EXERCISE: Every record below is to be copied exactly, with its images omitted.

[Start of section]

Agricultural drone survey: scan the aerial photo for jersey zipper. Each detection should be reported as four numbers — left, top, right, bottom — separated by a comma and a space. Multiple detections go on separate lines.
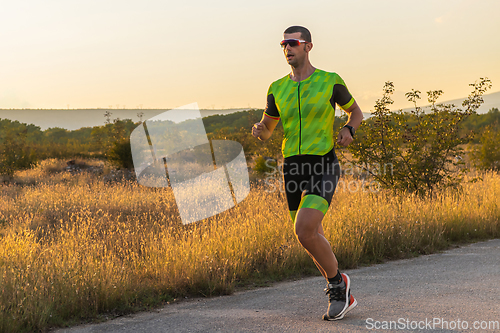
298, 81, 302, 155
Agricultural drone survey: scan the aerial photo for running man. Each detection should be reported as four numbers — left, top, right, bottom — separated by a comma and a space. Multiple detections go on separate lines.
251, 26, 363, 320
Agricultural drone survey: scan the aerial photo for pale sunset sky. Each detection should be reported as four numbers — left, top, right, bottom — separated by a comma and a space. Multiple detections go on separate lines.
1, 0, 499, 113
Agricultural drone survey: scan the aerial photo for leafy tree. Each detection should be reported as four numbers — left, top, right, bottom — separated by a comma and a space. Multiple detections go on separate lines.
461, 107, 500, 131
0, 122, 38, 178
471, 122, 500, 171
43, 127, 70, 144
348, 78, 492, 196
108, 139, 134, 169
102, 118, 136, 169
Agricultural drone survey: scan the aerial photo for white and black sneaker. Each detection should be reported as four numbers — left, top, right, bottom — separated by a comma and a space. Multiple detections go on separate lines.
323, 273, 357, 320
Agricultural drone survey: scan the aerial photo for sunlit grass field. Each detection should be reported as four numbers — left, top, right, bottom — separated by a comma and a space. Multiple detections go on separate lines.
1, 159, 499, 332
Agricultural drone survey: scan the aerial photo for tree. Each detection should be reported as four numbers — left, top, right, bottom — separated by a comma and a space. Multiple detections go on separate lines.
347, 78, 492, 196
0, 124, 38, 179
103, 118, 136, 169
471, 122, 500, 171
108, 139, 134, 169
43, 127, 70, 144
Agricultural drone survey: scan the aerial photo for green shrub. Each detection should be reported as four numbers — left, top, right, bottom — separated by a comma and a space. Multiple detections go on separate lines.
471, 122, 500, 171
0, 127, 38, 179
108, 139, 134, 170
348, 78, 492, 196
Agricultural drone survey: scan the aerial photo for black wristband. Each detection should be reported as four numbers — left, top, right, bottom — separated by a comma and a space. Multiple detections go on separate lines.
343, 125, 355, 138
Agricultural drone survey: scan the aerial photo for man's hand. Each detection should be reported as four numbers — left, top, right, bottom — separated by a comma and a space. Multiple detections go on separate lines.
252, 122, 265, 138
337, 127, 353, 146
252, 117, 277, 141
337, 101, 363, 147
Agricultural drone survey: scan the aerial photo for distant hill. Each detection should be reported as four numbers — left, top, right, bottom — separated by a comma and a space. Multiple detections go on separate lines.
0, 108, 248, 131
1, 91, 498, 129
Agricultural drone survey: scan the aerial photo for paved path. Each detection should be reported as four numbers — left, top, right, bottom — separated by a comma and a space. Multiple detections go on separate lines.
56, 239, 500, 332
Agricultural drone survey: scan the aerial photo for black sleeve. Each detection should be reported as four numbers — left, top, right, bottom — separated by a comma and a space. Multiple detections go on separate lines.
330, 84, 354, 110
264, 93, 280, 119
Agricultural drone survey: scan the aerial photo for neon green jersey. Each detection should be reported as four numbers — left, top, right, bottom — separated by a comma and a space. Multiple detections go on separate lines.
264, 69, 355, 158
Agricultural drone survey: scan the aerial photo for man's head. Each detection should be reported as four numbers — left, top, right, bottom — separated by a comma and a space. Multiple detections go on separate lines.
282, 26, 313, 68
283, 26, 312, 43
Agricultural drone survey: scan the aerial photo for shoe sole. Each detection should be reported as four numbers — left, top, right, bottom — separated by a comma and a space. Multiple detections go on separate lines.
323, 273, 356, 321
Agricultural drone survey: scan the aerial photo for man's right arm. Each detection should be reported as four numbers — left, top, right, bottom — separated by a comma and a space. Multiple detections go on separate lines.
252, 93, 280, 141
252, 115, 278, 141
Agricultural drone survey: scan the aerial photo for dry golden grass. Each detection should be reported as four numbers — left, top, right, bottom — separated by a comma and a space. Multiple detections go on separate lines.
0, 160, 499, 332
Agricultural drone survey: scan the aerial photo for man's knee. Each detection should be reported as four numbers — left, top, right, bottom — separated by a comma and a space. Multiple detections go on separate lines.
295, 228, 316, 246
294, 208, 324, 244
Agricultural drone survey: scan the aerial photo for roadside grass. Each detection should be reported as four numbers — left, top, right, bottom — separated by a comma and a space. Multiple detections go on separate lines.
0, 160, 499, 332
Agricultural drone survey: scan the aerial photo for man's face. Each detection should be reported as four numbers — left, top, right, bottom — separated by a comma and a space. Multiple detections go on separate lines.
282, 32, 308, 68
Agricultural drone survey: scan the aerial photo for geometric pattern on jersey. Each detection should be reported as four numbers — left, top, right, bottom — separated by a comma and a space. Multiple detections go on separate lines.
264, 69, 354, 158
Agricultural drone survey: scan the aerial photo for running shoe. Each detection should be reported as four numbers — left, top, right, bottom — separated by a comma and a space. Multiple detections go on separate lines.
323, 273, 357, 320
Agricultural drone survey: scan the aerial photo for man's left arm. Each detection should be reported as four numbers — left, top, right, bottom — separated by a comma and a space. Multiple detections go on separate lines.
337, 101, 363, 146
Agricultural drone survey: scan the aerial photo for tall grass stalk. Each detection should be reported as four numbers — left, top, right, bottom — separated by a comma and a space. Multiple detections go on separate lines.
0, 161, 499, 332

[End of section]

SOLVED PROBLEM:
Agricultural drone survey: scan the aerial photo for jersey zipper. Each detection should be reported as four numbers — left, top, right, bottom — separated by a comma and a space. Multiple detections go on separate lines.
298, 81, 302, 155
Agricultural drone survey: scan the aerial photo for running man. Each detection should be reported as four numbers — left, top, right, bottom — separated by a comma and a space. Multiple detections go on separate lines.
251, 26, 363, 320
Agricultural drone survey: scan the aerial photo for pale sunset sky. Each detection should be reported as four numbers — left, top, right, bottom — separated by a comma and a space. Multiple detections go on separate lines.
1, 0, 499, 113
Agricultural drone survey: scan the aerial photo for leafy tree. Each detection should be reported as four numbers — left, top, right, bottom — separated by a comma and a space. Multiple detections go on separate lines.
461, 107, 500, 131
0, 122, 38, 178
471, 122, 500, 171
43, 127, 70, 144
348, 78, 492, 196
108, 139, 134, 169
102, 118, 136, 169
Agricultural drone survey: scan the aerial photo for white and black sneaker. Each detection should be reported as four numbers — left, top, right, bottom — separated by a comma and a space. Multiple detections go on separate lines.
323, 273, 357, 320
Agricultural drone survey: scan the aerial photo for sunlit grass field. Each detection should be reported as four numbers — left, top, right, bottom — separated by a comma and a space. Multiple detections go on separate lines.
1, 159, 499, 332
Agricultural drone survey: scan the aerial photo for tree. Each detection should be reported as four numbers — left, top, right, bottom — separated by a comma and a space. Multiple detections go on separate lines.
347, 78, 492, 196
0, 124, 38, 179
103, 118, 136, 169
471, 122, 500, 171
108, 139, 134, 169
43, 127, 70, 144
Agricultural drone survey: scan the aerial photo for green shrub. Each detection should be reported as four numbers — left, top, right, bottom — separated by a comma and a space. Multiple detections go on separate lines.
471, 122, 500, 171
0, 127, 38, 179
108, 139, 134, 170
348, 78, 492, 196
Agricultural drone survey: scan the aerial photo for black wristband. Each detection should be reported as four numbers — left, top, right, bottom — separated by a comma and a space. Multiple detections go on separate lines.
343, 125, 355, 138
Agricultural drone survey: scan the aerial photo for man's hand. Each detection should be reported as four numbers — left, top, right, bottom — separated by a comma and a space. Multiple detections go on separate lines.
252, 122, 265, 138
337, 127, 353, 146
252, 117, 277, 141
337, 101, 363, 147
Agricultural drone survey: scan the aerial photo for distant hill. Each detection should be reported as four numbers — left, top, right, bottom — separated by a comma and a space. Multiple detections go on separate lines.
0, 108, 248, 131
1, 91, 498, 129
Agricultural drone survey: scan the aerial photo for paved path. Each detection should be reported as four numbers — left, top, right, bottom — separated by a comma and a space. Multiple detections go on separate lines.
56, 239, 500, 332
Agricultural drone survey: scan the aerial photo for black sleeve. Each detection should be reported as four numbers — left, top, right, bottom — separated by a comma and a space. Multiple detections go on separate lines.
330, 84, 354, 110
264, 93, 280, 119
Agricultural drone survey: scan the aerial photo for neon green jersey. Each detection should be reported as four numbers — left, top, right, bottom — separated by a comma and a space. Multiple detections go on separate lines.
264, 69, 355, 158
Agricultural drone survey: scan the aerial photo for man's head. Each detection should be reported as four numbers — left, top, right, bottom — separated by a comma and a space. Multiple detections go on separate lines.
282, 26, 313, 68
283, 26, 312, 43
Agricultural drone survey: scan the aerial photo for shoe sole. Each detection should be reported as four numbers — left, top, right, bottom — separated by a comma and a space. Multiple detections go on separate lines.
323, 273, 356, 321
Agricultural drone survey: scan the aerial photo for man's right arm. Each detection should be reported as four numbers — left, top, right, bottom — separated by a comma and a space. Multiple detections go on separate lines.
252, 93, 280, 141
252, 115, 278, 141
Agricultural drone survey: scan the aerial photo for dry golden grass. Each detection should be reported as four numbers — left, top, right, bottom — separated by a comma and a space. Multiple detections go on separate lines.
0, 160, 499, 332
Agricultural drone survey: scan the aerial photo for man's knee. Each detection should be reported as four numbers — left, top, right, bottom — separated by a comma and a space. Multiple detections go on separate lines.
295, 228, 316, 246
294, 208, 324, 244
Agricultural drone survey: scan the aerial photo for roadside grass. Each detection should be reported as four numbers — left, top, right, bottom — separated by a comma and a space. Multiple detections go on separate lines.
0, 160, 499, 332
Agricultural drone survey: scan the aerial photo for man's face. Each detection should be reported as four numbers — left, top, right, bottom — separated by a comma and a space. Multiple detections go on separate lines.
282, 32, 308, 68
Agricultural drone survey: scan the aerial photo for geometric pattern on jersey. Each detection should be reported as four numbers — left, top, right, bottom — separated by a comma and a space. Multiple detections go on separate lines.
264, 69, 354, 158
Agricultural drone survey: scan the aerial photo for running shoe. Each detection should be reported as four numbers — left, top, right, bottom — separated by a comma and a space. Multiple detections go on separate lines.
323, 273, 357, 320
Agricultural drone survey: scan the aerial photo for man's left arm. Each detection should be reported as four numbers — left, top, right, bottom — separated by a comma and a space. Multiple detections go on separate lines.
337, 101, 363, 146
Agricultural drone survey: scan the aerial photo for tall grass stalk. Each detection should be reported as four numbers — left, top, right, bottom — separated by a comma and a space. Multiple detections go on separate lines.
0, 161, 499, 332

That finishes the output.